§ **Task brief**
Please write out the part of the Nicaragua passage that begins with the words containing "We sat and talked" and ends with "against the street.".

§ **Excerpt to read**
We sat and talked to her in her living room while her husband sat shirtless on a wooden stool on the front porch with the dirty hound that guarded the place.  She pointed to the three portraits on the wall, paintings of her adult children.  With the glowing pride of a mother she explained that her son was a passport officer in Managua and her daughter a doctor who delivers babies.  She looked up at the middle painting and then her eyes fell to the floor.  She sighed, and told us that her other daughter had passed away from some sort of throat cancer.  Her husband got up and walked into the other room, leaving the dog to guard against the street. 
I soon realized that despite my discomfort they were very well off financially by Nicaraguan standards.  Nicaragua is the poorest country in the Western Hemisphere outside of Haiti, which is so poor that some say it’s cursed by the devil.  In Nicaragua 50% of the country lies below the poverty line, defined as making under $350 US per year, about 7,700 Cordobas.  Per year!  17% of Nicas actually make under $185 per year.  Most of the jobs barely provide enough wages for people to exist with basic food and whole extended families pack into humble structures.  Tens of thousands of families and children comb through the acres of putrid garbage dumps in the main city for food and scraps of something to sell every day just to survive.  Here in the resort town of San Juan del Sur they benefit from tourist dollars and the influx of rich Nicas during the holiday season.  Mothers swept their front porches and put the day’s garbage in buckets or boxes on the street.  They sent little children running to the local store, returning gleefully with a few eggs or a bag with a little bread.  A lot of people still get around on horseback, bicycle, or motorbike if you really have it good.  I saw several horse drawn carts plod up the streets with farmers selling fresh milk, fruit, or firewood off the back.  A minute later a Range Rover drove by with one of the elite Rich Nicas, looking like American frat boys in Hollister and Polo shirts, here to splash in the ocean and play at the local bars.  The ATM machines are all guarded by heavily armed security personnel, but usually there are no US dollars in there and no money at all until around 1pm.  The maximum they let you take out is $100 US dollars or 1,000 Cordobas, about $45.


I was amazed to see that they even have guards in bulletproof vests armed with shotguns accompanying the meat trucks.  Eating meat is a standard of comfort in Nicaragua that separates the poor from everyone else, and the meat trucks are so valuable that they need to have armed guards.  Along the street people opened up their makeshift stores right out of their houses, throwing up shelves in their garage for a little market or putting a couple thin plywood dividing walls up off their kitchen for an internet café with two old laptops.  Many of the houses and stores are painted with a white backdrop and a red sun below the words “Claro que Se,” which is the advertising slogan for the national cell phone company.  From what I can see they own 100% of the market, a reminder just as powerful as the wind turbines, that someone is making a lot of money here off these people.  And yet the economic conditions are getting worse in Nicaragua – 50-75% of the population lives on less than one dollar per day.  Illiteracy rates have gone from 17% in 1990 to 43% today, and as high as 60% in rural areas.  The worst affected are always children, who really lack proper education, nutrition, healthcare, and safe living conditions.

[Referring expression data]
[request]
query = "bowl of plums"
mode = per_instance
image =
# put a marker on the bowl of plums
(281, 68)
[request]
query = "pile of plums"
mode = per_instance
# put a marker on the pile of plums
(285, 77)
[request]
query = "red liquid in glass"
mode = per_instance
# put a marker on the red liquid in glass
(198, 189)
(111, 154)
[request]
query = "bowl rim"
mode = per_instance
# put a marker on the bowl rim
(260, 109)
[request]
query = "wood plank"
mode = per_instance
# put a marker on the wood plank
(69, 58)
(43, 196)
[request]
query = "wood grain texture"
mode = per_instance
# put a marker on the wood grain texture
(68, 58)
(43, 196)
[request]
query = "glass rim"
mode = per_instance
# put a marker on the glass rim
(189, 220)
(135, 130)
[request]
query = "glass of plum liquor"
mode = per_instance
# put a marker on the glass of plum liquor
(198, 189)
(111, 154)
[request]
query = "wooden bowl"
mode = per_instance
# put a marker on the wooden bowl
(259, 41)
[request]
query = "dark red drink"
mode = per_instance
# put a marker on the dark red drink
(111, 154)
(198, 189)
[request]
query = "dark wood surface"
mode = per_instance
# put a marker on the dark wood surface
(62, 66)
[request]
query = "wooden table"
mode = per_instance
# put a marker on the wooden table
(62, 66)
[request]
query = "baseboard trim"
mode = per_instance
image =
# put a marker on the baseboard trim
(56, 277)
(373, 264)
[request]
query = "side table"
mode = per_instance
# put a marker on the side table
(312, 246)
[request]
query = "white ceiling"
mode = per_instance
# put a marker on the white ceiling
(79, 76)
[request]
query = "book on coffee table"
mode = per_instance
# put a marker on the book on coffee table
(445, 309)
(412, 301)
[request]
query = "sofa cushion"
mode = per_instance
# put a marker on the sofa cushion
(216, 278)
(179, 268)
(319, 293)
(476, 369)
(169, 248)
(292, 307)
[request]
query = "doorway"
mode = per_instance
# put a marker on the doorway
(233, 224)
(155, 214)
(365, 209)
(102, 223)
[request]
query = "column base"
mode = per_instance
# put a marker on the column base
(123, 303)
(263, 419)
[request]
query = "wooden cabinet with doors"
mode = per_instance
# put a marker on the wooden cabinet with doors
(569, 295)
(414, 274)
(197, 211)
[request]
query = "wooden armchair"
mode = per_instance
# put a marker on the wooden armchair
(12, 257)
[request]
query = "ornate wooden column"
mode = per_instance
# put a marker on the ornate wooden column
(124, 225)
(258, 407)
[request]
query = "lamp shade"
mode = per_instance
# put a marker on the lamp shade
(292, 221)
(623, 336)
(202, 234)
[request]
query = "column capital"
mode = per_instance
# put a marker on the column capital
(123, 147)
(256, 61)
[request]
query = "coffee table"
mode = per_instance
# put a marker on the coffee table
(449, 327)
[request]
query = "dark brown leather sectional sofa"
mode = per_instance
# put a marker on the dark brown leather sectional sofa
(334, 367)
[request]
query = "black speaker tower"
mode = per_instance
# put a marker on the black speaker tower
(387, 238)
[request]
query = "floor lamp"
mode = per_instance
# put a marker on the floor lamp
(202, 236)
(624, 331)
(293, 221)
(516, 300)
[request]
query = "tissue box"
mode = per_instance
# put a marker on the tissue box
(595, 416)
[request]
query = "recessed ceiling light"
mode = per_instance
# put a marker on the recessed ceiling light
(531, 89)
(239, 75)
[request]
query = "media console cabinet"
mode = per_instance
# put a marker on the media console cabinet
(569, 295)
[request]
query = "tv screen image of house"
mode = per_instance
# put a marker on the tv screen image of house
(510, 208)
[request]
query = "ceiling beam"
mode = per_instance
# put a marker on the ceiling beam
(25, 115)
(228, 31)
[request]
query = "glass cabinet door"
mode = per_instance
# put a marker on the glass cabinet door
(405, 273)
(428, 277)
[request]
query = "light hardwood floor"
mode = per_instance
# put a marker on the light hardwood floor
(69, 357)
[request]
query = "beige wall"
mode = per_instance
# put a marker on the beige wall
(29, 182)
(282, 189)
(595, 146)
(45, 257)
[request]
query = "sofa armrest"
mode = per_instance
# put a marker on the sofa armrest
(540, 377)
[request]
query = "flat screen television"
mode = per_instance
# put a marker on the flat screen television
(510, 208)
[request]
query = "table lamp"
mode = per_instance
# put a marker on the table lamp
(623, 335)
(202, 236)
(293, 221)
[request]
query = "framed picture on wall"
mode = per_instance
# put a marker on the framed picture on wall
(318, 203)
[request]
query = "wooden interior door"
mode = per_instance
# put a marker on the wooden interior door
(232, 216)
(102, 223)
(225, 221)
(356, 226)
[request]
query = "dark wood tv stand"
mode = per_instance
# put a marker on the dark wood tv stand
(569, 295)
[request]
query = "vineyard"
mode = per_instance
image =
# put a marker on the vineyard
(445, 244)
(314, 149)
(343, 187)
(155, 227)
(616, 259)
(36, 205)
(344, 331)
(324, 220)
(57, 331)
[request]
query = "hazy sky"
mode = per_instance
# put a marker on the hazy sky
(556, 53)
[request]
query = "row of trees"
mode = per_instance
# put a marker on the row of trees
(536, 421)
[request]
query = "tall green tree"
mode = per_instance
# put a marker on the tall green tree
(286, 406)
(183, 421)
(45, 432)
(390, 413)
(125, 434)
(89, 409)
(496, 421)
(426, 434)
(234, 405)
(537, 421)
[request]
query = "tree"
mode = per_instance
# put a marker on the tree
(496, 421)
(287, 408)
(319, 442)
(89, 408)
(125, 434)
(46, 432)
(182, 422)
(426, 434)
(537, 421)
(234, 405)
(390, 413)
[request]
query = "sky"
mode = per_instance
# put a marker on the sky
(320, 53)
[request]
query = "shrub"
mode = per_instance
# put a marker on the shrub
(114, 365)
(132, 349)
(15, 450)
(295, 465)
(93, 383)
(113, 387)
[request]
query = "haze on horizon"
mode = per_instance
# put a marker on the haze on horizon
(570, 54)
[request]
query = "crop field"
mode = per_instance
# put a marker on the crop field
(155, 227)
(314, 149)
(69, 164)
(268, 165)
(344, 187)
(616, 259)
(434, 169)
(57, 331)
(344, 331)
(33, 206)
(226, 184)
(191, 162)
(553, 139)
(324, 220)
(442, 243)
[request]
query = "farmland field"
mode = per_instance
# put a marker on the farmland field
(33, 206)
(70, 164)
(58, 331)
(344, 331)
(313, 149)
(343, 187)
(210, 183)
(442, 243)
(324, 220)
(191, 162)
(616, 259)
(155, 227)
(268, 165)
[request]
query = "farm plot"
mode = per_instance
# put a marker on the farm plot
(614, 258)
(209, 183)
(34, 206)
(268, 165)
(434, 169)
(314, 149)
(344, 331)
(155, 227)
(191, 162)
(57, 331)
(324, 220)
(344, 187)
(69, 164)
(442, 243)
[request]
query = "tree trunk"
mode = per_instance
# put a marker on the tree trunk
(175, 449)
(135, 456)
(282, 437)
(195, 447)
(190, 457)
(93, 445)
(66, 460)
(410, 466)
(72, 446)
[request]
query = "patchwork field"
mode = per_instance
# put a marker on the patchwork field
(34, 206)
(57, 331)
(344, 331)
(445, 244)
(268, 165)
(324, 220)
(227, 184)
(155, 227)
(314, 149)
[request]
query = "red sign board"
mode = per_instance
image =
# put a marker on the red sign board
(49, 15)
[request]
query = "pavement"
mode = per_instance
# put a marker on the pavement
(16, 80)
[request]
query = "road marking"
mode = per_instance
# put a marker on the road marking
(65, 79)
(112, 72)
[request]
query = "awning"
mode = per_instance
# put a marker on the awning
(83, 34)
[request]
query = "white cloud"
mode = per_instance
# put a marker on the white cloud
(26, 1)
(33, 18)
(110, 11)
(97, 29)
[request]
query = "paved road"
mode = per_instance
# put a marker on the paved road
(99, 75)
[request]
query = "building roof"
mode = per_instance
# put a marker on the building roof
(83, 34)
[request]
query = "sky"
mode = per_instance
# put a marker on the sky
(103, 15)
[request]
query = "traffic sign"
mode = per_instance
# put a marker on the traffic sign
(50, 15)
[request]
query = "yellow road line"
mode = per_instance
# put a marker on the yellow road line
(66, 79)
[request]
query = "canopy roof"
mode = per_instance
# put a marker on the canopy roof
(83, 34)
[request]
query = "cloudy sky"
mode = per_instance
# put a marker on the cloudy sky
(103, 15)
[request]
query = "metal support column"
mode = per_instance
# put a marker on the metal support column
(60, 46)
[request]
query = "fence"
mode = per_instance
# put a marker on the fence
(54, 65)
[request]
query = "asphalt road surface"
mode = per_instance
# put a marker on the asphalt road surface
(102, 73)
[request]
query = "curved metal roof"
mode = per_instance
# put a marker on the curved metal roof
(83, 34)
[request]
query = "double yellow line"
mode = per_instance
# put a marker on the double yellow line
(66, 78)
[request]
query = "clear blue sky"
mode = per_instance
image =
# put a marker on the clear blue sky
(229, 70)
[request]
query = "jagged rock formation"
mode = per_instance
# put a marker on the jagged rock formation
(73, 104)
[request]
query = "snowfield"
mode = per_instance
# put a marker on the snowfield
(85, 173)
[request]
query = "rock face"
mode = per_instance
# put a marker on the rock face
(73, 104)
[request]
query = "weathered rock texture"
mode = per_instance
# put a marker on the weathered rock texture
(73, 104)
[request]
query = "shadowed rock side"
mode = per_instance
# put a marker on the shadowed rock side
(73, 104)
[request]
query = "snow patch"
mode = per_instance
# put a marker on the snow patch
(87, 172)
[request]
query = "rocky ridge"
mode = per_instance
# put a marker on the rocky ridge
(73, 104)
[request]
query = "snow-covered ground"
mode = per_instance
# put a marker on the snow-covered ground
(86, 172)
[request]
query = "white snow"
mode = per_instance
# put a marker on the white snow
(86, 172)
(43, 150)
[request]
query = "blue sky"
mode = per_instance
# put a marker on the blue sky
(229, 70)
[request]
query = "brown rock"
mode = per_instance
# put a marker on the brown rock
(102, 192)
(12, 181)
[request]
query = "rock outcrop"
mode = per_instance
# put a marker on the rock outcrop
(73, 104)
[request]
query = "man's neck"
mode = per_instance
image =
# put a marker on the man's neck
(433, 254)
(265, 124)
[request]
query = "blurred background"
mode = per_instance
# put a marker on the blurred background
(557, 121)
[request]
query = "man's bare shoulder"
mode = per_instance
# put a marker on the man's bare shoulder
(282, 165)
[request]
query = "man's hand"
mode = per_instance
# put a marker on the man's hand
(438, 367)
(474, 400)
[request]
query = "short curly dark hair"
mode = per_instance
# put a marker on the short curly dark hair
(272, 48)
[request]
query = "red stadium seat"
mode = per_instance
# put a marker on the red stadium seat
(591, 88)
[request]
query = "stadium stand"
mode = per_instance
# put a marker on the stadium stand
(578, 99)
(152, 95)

§ **Answer section**
We sat and talked to her in her living room while her husband sat shirtless on a wooden stool on the front porch with the dirty hound that guarded the place.  She pointed to the three portraits on the wall, paintings of her adult children.  With the glowing pride of a mother she explained that her son was a passport officer in Managua and her daughter a doctor who delivers babies.  She looked up at the middle painting and then her eyes fell to the floor.  She sighed, and told us that her other daughter had passed away from some sort of throat cancer.  Her husband got up and walked into the other room, leaving the dog to guard against the street.